# MATERIAL SUPPLIED
▬▬▬▬▬▬

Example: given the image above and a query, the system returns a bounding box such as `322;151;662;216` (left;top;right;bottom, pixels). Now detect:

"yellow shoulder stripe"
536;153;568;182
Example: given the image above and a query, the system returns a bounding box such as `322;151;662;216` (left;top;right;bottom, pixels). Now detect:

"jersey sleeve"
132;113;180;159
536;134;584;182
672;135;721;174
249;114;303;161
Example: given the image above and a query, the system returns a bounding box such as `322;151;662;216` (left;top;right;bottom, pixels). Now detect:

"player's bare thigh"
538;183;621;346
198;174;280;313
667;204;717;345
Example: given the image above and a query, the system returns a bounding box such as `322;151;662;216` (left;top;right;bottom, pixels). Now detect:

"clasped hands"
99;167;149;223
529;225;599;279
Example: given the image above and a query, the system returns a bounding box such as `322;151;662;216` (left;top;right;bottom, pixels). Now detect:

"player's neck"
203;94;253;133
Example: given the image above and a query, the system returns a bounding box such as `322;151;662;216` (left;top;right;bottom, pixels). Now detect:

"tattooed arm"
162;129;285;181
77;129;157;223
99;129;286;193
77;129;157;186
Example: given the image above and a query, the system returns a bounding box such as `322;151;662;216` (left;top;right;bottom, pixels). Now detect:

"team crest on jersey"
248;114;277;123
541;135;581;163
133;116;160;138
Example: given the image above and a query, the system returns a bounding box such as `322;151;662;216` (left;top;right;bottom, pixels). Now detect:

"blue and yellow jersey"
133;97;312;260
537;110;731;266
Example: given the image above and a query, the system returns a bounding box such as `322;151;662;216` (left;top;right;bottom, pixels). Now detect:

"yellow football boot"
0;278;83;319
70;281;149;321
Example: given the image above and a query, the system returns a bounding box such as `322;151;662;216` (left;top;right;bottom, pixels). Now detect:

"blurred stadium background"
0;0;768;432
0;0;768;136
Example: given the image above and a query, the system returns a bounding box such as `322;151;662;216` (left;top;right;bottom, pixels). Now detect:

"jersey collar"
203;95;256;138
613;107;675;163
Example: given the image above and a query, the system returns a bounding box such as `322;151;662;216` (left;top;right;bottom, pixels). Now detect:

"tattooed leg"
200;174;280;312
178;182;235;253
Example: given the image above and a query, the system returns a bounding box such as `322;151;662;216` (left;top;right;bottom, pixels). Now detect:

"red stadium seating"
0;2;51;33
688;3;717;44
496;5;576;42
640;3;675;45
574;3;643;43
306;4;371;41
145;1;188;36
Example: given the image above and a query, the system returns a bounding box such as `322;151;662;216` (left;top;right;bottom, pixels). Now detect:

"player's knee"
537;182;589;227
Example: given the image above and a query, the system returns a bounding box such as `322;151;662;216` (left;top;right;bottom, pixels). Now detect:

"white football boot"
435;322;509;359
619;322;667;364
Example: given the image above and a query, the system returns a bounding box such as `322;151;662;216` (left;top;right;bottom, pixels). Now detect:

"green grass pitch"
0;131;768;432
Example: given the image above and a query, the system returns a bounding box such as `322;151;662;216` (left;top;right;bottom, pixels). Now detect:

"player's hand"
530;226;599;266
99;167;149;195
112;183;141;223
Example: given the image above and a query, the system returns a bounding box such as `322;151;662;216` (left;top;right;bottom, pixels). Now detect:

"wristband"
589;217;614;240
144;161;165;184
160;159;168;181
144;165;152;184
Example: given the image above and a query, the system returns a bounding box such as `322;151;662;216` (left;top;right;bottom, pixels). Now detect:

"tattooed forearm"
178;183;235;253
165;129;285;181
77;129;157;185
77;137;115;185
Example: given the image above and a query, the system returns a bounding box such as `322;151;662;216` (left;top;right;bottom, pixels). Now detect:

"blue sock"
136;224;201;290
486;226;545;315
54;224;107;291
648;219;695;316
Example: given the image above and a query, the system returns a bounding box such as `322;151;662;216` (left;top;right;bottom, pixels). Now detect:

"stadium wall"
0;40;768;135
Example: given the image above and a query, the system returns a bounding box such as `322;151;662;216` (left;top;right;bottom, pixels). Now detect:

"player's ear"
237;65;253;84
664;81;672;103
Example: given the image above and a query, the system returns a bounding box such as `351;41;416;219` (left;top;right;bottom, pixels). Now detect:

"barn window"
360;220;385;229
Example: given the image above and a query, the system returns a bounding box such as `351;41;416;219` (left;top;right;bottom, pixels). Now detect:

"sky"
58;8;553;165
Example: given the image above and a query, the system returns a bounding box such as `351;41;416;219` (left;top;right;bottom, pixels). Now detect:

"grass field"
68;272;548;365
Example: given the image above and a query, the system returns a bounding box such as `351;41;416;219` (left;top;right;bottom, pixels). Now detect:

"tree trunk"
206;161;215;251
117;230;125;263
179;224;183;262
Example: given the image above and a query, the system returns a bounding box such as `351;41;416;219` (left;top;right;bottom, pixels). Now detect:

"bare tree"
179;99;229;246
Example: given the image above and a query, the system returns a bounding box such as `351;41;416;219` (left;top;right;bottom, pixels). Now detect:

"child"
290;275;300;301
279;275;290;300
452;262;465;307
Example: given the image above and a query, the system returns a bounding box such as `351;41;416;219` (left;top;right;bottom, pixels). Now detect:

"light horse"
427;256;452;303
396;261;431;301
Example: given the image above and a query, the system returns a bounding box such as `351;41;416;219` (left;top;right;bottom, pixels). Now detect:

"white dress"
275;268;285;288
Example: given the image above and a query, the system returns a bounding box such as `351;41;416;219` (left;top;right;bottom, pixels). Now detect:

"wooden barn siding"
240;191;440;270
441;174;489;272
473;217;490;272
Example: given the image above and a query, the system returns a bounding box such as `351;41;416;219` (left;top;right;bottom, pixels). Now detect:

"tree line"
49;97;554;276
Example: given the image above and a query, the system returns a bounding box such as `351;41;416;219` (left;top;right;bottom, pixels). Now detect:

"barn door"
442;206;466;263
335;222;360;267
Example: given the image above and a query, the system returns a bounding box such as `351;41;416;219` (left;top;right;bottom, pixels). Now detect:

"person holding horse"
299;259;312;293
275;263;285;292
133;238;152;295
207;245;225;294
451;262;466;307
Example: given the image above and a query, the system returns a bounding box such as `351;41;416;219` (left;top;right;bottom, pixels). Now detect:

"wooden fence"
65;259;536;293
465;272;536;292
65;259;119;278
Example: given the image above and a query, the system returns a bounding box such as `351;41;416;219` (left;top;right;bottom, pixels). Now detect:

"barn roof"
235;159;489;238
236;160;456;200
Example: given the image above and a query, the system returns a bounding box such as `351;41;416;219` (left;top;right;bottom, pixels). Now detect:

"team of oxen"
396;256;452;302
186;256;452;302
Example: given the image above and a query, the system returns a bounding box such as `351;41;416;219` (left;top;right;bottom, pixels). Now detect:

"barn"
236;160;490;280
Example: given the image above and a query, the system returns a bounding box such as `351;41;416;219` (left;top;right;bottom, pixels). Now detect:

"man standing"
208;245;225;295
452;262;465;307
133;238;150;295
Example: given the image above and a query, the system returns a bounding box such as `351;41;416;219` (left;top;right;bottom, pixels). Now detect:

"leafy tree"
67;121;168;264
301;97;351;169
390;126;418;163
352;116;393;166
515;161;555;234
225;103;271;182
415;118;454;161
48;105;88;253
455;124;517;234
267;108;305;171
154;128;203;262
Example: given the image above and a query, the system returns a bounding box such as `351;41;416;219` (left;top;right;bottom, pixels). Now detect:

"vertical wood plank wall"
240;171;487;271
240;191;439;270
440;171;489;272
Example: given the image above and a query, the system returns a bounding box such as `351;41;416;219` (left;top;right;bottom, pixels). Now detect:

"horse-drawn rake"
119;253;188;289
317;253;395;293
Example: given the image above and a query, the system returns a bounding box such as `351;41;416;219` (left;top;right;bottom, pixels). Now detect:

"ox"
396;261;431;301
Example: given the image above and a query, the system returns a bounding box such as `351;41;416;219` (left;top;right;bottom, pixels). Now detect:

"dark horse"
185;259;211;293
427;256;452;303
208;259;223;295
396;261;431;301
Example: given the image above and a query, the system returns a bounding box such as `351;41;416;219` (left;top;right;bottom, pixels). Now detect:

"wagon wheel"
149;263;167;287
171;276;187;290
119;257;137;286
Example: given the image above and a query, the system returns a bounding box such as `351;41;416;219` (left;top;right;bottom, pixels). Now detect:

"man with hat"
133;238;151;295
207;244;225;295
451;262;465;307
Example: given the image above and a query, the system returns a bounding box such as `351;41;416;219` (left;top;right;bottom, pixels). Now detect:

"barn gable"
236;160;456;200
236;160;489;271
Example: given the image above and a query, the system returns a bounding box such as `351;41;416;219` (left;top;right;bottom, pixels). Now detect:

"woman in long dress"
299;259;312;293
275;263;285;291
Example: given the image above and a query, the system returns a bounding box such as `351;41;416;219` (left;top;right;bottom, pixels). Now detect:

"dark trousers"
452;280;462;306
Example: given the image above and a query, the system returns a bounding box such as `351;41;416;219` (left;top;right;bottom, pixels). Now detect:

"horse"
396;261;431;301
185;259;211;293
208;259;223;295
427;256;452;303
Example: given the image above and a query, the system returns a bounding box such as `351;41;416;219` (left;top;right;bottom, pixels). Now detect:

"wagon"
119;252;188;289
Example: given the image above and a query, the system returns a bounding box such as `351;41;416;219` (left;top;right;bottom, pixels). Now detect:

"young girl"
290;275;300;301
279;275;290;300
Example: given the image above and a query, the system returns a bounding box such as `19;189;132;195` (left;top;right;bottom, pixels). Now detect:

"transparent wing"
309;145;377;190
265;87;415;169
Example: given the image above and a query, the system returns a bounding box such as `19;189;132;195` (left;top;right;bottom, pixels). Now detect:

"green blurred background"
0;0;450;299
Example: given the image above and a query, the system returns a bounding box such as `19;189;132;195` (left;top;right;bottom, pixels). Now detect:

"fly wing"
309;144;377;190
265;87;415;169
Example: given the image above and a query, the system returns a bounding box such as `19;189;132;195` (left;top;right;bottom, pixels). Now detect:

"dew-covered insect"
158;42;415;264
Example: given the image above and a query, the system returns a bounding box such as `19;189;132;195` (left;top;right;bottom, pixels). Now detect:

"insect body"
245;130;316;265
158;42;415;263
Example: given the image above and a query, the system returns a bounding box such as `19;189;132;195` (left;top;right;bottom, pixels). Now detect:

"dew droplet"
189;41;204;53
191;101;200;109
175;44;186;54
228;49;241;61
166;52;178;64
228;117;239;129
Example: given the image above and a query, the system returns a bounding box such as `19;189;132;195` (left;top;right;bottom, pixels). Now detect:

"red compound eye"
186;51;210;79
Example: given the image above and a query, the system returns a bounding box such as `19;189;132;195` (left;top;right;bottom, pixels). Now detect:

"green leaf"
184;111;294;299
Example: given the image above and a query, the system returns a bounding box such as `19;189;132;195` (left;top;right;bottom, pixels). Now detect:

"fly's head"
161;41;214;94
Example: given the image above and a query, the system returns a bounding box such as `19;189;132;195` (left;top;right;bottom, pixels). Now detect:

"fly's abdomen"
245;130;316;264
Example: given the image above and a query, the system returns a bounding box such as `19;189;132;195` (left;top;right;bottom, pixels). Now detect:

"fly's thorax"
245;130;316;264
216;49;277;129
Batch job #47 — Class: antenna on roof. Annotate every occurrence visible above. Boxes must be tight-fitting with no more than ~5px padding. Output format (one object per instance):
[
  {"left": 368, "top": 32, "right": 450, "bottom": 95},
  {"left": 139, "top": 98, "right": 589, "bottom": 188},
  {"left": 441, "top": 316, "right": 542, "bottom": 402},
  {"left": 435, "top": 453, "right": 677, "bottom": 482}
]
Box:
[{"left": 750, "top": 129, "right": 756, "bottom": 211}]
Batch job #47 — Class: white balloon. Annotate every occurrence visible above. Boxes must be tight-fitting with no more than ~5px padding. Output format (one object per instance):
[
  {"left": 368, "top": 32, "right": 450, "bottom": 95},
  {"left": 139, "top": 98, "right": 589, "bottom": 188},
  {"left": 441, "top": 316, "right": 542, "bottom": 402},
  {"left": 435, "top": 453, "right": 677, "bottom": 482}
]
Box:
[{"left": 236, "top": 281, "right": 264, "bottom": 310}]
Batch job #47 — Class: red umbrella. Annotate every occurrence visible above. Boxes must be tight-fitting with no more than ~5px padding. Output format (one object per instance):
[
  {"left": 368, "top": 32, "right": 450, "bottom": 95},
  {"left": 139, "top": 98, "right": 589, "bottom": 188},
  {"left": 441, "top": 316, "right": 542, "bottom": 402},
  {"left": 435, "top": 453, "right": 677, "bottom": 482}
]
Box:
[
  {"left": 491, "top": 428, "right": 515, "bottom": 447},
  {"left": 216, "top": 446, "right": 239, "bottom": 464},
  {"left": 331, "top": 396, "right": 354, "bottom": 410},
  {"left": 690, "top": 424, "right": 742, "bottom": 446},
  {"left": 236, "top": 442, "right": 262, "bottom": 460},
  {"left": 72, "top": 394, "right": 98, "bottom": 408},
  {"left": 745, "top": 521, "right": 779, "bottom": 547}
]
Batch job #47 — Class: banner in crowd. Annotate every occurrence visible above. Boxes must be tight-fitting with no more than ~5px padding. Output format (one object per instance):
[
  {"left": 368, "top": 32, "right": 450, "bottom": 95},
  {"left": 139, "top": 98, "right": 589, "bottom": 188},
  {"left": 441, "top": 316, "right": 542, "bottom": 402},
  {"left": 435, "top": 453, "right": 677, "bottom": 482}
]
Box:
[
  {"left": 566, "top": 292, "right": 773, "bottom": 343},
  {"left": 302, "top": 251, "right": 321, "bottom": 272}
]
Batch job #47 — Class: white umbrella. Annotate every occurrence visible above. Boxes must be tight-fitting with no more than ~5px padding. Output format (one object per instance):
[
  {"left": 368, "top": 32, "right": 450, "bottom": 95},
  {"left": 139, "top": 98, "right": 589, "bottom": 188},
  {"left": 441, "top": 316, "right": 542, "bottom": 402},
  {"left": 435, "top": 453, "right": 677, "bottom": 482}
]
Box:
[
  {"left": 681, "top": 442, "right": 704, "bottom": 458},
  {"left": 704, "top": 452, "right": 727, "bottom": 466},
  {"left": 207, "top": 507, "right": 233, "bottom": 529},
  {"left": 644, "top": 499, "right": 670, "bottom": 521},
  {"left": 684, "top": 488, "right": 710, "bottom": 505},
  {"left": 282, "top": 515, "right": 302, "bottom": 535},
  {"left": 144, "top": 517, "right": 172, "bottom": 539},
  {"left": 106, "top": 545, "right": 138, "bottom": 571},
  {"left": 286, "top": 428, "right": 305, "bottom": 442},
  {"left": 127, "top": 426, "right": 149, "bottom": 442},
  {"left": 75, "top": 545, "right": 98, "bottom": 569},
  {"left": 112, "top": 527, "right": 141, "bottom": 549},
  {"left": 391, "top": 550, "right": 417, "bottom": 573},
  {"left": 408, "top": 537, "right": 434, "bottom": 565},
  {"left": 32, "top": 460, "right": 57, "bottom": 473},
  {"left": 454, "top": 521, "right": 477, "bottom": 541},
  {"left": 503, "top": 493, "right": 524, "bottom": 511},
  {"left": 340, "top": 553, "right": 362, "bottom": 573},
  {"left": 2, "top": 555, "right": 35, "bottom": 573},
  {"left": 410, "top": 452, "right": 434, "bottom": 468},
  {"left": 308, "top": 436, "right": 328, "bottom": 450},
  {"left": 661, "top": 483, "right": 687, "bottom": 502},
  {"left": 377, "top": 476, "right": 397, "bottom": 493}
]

▬▬▬▬▬▬

# EXERCISE BRIEF
Pick out every line of the records that contains the string "more" and copy each one. Case counts.

# RIGHT ANSWER
Batch job #47 — Class: antenna on roof. Annotate every occurrence visible above. Boxes must be tight-fitting with no more than ~5px padding. Output format (one object per instance):
Batch job #47 — Class: white balloon. Annotate every occurrence visible above. Boxes must be tight-fitting with no more than ~5px padding. Output format (one object per instance):
Batch job #47 — Class: red umbrella. Annotate every occurrence visible above. Boxes must be tight-fitting with no more than ~5px padding. Output format (one object per instance):
Batch job #47 — Class: banner in crowd. Annotate every occurrence visible above. Boxes must be tight-fitting with no more than ~5px padding. Output format (one object per instance):
Batch job #47 — Class: white umbrella. Annotate every occurrence visible above. Boxes must be tight-fitting with no more than ~5px padding. Output format (one object per instance):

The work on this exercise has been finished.